> _WHAT THE TASK REQUIRES_
Beneath this task is a listing. State how many of its lines include the string "below", giving nothing but the number.

> _RECORDS SHOWN_
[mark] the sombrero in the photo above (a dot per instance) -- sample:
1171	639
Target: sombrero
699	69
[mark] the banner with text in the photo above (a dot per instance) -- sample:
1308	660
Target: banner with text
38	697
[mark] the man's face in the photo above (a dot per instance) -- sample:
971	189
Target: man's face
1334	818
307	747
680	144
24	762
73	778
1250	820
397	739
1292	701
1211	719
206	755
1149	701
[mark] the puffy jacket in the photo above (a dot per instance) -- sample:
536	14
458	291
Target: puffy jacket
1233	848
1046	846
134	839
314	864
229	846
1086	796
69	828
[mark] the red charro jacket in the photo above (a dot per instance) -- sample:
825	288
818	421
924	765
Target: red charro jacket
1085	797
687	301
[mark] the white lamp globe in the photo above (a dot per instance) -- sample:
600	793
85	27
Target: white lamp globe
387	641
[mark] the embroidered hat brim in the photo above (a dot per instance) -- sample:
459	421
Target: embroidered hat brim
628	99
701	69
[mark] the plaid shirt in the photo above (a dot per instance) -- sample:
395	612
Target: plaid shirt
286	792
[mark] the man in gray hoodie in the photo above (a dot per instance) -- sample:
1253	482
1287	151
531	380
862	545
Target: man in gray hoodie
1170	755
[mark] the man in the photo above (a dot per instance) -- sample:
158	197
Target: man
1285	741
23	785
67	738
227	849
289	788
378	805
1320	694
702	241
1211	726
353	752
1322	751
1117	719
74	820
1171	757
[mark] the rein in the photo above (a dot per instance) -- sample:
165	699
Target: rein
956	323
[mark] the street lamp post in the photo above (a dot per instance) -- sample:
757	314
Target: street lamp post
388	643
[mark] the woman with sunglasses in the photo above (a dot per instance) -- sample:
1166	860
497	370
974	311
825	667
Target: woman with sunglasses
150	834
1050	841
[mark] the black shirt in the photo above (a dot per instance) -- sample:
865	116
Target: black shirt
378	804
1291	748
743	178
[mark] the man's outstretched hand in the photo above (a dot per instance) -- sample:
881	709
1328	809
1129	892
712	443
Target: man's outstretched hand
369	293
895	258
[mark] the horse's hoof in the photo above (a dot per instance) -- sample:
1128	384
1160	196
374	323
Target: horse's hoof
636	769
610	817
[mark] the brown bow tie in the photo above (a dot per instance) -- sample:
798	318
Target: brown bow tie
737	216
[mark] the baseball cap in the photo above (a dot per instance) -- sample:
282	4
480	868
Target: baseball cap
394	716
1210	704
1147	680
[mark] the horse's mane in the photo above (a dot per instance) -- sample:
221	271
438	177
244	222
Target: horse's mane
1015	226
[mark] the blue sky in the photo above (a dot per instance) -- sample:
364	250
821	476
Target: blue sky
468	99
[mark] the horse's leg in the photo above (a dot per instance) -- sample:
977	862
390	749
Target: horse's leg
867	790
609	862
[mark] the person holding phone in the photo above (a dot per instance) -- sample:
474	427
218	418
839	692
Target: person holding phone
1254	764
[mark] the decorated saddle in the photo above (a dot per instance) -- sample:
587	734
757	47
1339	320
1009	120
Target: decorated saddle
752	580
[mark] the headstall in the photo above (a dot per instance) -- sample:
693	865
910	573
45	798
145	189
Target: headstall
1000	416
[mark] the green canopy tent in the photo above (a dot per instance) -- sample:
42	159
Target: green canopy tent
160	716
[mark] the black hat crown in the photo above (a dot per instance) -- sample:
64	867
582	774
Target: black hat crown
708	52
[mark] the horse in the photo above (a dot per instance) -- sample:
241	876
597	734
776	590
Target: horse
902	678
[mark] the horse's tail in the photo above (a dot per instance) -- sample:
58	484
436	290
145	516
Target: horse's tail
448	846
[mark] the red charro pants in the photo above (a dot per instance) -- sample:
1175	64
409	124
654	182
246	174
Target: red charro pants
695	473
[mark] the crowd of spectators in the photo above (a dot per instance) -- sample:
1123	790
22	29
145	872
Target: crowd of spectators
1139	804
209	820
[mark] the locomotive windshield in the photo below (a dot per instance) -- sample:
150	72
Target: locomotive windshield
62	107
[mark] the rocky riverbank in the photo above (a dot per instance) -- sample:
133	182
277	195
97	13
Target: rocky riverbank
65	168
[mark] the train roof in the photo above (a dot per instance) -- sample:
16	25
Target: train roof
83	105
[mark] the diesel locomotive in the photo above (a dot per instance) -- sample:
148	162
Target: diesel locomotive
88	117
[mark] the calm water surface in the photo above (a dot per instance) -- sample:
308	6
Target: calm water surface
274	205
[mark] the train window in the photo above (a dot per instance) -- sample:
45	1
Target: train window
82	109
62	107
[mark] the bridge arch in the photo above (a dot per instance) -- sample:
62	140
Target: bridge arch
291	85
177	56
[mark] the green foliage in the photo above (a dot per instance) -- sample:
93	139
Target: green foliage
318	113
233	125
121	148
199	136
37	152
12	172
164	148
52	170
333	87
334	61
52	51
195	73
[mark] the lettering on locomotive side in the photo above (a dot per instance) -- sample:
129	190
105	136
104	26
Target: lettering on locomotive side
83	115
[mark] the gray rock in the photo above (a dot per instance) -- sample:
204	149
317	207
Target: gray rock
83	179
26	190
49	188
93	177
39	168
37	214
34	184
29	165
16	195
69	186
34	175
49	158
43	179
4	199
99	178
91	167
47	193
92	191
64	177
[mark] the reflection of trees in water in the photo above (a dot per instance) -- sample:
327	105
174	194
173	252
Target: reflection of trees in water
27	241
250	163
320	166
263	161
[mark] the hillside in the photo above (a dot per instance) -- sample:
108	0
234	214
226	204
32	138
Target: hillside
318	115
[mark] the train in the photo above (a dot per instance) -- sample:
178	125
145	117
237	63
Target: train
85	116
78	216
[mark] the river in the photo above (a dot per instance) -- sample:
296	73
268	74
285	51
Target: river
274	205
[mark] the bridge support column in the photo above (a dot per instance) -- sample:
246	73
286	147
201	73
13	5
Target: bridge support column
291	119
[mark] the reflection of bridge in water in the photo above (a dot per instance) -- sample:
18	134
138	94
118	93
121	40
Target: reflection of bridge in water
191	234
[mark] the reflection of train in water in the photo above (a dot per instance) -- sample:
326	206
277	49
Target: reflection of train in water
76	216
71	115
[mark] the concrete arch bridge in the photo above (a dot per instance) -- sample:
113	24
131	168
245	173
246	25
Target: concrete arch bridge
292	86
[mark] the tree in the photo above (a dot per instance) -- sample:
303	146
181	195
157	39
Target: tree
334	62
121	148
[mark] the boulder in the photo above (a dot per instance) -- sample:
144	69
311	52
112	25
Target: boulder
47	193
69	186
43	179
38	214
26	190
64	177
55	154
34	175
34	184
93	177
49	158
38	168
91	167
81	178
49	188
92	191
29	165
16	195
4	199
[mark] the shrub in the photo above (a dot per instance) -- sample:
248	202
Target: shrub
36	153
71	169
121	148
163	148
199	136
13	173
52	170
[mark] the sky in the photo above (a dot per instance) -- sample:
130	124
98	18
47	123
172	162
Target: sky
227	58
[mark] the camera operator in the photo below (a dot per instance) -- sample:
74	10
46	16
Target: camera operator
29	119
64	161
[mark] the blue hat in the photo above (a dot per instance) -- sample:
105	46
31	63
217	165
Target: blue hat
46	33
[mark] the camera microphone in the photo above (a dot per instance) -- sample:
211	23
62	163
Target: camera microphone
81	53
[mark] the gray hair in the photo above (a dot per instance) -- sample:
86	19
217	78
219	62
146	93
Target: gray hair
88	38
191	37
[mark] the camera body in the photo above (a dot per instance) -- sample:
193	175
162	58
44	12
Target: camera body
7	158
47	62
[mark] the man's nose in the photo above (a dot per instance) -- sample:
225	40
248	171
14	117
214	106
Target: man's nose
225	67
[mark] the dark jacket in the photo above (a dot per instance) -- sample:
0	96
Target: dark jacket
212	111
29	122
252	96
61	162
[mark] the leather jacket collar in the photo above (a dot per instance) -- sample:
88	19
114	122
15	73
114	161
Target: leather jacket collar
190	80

> _PROBLEM SOLUTION_
2